Start of EXCERPT PROVIDED
Inequality: You Can’t “Fix-it-in-the-Fisc”

December 6th, 2011 at 12:31 pm

Commenter Greg raises a fair point about this sentence from this post:

Remember, and this is important as we move from diagnosis to prescription, the increase in inequality is very much a pretax phenomenon, and it’s neither realistic nor good policy to try to redistribute your way out of it.

To understand where I’m coming from here, let me introduce two concepts: the primary and the secondary distributions of income.  The primary distribution represents market outcomes before the government gets into the game with taxes and transfers, like unemployment insurance or the mortgage interest deduction.  The secondary distribution is the one that prevails once taxes and transfers are in the system.

Now, I strongly believe—and it’s one of the raison d’êtres of the CBPP—that the secondary distribution should be more equal than the primary one, i.e., that taxes and transfers should be progressive and that their impact should pushback on the inequities embedded in the primary distribution.  This is particularly germane regarding blocked opportunities of the type that beset those stuck in low-income families, like access to quality education, safe, secure housing, and health care.
End of EXCERPT PROVIDED
Start of INFORMATION
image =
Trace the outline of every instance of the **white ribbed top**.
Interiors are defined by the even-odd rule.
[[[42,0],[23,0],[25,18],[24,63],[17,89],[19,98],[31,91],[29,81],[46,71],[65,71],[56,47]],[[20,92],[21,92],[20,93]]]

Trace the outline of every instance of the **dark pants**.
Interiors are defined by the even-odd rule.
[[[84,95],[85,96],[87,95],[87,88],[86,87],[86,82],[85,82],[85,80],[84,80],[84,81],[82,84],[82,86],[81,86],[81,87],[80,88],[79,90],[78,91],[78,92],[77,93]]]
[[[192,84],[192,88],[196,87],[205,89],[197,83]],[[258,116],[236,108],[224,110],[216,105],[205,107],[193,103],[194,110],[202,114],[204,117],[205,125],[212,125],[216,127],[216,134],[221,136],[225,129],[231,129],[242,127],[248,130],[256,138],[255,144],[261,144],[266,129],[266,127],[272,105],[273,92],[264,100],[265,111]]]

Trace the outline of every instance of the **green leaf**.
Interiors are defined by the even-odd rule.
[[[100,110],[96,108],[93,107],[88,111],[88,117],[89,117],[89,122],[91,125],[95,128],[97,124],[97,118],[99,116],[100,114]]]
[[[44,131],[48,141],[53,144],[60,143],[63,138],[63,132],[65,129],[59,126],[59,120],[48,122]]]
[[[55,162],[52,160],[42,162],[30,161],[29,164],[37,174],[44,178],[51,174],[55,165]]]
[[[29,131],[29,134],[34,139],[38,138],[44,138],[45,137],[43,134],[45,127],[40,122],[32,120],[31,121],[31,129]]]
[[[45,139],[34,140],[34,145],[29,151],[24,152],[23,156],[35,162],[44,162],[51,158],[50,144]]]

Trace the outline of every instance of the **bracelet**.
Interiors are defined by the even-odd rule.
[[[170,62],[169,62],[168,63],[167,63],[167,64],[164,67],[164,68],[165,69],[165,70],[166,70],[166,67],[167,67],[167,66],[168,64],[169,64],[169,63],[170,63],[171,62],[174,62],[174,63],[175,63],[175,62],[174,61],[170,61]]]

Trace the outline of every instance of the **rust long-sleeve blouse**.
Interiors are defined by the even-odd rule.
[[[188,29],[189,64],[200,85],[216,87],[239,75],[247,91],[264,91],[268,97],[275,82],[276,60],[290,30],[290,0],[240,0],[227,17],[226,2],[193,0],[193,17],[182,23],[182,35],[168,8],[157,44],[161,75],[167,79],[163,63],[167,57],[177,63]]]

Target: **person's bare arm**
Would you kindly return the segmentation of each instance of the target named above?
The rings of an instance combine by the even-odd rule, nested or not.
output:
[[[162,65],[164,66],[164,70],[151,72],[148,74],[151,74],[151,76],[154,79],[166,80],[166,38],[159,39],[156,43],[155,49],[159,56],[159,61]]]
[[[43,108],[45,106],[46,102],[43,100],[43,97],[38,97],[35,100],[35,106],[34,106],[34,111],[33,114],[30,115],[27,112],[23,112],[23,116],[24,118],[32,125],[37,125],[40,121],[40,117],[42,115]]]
End of INFORMATION
• EXERCISE SET
• A. In the post on inequality, what does the primary distribution of income represent?
• B. Resume the post on inequality right after its last sentence.
The material has nothing to do with the text above it.

• YOUR RESPONSES
• A. Market outcomes before the government steps in with taxes and transfers.

• B.
But the factors driving the growth in inequality are embedded in the market outcomes, and while increased progressivity can dull their edges and even counteract their longer term impacts (as just noted re access to opportunities), they cannot go far enough.  Just think about the dynamics here: if, in a climate of increasingly income inequality, you punt on the primary distribution, then you will be depending on the largesse of the Congress (!!??##&!) to continuously increase the progressivity of fiscal policy.  Good luck with that.

I’ve come to view this as a key point to understanding today’s self-limiting politics.  The difference between typical Ds and Rs has diminished to the point where both basically agree that unfettered market outcomes should rip, even if they tear the fabric of society.  D’s are just more willing to tinker along the edges of the secondary distribution, while R’s scream bloody murder as to how such tinkering will sink the whole operation.  Neither side is much willing to go after the real culprit: the fact that the benefits of growth have become disconnected from the economic well being of most of the people helping to generate that growth.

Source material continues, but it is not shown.